• [REQUIRED WORK]:
1. Summarize the entry on individuation in two sentences.
2. Retype the entry on individuation between "Individuation — The" and "searching. Just remembering.", inclusive.

• [DOCUMENT SECTION]:
__________________________________________________

Individuation — The Journey Back to the True Self

31/10/2025

October 31st — Quiet October afternoon, soft light through the window. Not searching. Just remembering. 

What Carl Jung meant by individuation

Carl Jung believed that the greatest task of our lives is to become who we truly are
not the version shaped by approval or fear, but the one that existed before conditioning.

He called this process individuation: the lifelong journey of integrating every part of ourselves into a whole.

For Jung, individuation was not a luxury of the self-aware, it was the purpose of life itself.
He saw it as the psyche's natural movement toward balance, a process through which the conscious and unconscious mind begin to communicate, so that what was once hidden can finally be understood.

In Jung's view, we begin our lives fragmented — split between who we are and who we think we should be. We wear the persona to survive. We hide the shadow to feel safe. We search for signs in the world, not realizing that the answers often come from within.

__________________________________________________

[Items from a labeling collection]

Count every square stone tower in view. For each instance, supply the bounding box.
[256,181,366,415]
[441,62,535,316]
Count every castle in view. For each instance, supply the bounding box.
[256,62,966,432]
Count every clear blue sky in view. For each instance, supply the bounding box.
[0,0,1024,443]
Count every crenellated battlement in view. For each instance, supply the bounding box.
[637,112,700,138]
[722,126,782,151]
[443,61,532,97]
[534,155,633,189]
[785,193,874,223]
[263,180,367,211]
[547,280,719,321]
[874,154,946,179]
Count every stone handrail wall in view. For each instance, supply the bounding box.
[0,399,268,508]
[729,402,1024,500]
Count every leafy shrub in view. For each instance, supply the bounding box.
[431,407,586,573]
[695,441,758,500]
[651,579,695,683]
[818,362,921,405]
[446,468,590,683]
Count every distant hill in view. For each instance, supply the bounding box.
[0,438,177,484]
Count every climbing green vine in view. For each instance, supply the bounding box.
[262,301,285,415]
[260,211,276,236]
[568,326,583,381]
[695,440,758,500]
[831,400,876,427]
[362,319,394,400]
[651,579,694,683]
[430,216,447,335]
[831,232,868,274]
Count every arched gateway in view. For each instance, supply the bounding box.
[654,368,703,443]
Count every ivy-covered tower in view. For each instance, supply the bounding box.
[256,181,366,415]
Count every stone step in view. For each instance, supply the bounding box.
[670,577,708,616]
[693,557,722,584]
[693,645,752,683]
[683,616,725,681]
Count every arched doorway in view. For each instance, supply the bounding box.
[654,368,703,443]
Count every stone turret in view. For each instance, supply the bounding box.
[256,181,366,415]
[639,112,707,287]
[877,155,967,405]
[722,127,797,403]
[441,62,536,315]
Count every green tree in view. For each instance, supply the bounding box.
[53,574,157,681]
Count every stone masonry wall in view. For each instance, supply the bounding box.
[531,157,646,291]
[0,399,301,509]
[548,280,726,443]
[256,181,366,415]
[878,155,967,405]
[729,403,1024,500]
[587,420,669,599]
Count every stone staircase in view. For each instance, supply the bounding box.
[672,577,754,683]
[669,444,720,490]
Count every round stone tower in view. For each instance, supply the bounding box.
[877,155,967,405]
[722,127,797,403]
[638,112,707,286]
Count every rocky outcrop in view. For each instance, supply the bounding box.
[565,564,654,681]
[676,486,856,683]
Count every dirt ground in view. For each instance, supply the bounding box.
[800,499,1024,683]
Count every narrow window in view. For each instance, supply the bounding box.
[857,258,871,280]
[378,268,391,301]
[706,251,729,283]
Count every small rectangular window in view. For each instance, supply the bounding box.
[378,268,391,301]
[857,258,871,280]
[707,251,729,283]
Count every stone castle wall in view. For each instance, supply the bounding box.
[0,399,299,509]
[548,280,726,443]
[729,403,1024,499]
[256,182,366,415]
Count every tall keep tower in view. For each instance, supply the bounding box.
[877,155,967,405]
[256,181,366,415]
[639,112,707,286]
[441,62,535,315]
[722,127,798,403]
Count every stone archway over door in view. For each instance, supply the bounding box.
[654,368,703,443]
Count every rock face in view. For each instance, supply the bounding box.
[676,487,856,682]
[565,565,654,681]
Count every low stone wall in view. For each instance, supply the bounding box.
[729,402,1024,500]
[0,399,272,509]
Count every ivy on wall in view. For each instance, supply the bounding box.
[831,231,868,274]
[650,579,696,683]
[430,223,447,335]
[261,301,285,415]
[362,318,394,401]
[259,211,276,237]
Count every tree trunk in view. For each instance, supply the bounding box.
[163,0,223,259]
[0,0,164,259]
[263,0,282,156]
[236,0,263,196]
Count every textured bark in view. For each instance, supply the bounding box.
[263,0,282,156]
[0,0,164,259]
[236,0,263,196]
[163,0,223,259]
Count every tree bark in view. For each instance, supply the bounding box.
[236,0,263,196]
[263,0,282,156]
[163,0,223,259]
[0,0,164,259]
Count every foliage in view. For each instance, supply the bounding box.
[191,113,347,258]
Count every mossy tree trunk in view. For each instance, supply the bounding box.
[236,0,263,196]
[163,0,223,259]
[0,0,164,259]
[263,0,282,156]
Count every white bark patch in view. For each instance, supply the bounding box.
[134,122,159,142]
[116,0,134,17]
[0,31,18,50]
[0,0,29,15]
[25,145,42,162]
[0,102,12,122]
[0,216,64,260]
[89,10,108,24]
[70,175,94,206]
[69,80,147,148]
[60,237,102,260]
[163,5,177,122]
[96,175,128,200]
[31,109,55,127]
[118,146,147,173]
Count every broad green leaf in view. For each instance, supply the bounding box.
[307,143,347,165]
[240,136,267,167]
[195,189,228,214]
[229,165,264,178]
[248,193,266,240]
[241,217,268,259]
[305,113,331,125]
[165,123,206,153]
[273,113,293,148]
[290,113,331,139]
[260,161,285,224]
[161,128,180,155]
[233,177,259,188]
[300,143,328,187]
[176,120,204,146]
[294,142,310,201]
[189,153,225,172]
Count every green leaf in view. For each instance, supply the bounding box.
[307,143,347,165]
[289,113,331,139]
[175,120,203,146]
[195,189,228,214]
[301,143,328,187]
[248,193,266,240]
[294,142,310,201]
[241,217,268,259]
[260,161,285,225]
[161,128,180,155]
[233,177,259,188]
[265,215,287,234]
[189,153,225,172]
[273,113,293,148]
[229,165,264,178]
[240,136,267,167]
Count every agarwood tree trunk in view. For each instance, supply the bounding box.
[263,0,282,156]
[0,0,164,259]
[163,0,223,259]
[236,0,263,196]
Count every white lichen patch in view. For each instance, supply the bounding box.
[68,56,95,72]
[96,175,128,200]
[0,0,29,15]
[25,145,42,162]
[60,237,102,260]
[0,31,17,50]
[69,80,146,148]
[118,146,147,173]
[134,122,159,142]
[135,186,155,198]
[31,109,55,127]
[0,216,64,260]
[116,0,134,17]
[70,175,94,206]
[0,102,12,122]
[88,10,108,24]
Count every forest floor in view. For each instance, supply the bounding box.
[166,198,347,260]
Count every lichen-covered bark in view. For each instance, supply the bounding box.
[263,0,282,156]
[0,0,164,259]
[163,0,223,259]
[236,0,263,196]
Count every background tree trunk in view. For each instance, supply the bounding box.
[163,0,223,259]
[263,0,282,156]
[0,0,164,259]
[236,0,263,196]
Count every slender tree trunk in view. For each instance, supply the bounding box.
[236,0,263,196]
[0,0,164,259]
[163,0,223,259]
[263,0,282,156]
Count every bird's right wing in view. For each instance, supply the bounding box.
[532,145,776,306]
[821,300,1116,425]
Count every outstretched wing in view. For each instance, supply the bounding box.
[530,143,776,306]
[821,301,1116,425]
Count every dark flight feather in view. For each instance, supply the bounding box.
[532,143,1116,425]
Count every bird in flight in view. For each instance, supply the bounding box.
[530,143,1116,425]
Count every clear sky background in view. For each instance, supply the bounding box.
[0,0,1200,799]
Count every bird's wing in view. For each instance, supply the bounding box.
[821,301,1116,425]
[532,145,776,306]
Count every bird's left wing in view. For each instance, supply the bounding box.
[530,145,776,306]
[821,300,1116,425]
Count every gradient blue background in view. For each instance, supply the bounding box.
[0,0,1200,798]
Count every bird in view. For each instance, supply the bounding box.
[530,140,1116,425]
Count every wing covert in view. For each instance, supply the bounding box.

__________________________________________________

• [TASK RESPONSES]:
1. Carl Jung held that the greatest task of life is to become who we truly are, a lifelong process he called individuation, in which every part of ourselves is integrated into a whole. He saw it as the purpose of life and the psyche's natural movement toward balance, where the conscious and unconscious mind begin to communicate, because we start out split between who we are and who we think we should be.

2.
Individuation — The Journey Back to the True Self

31/10/2025

October 31st — Quiet October afternoon, soft light through the window. Not searching. Just remembering.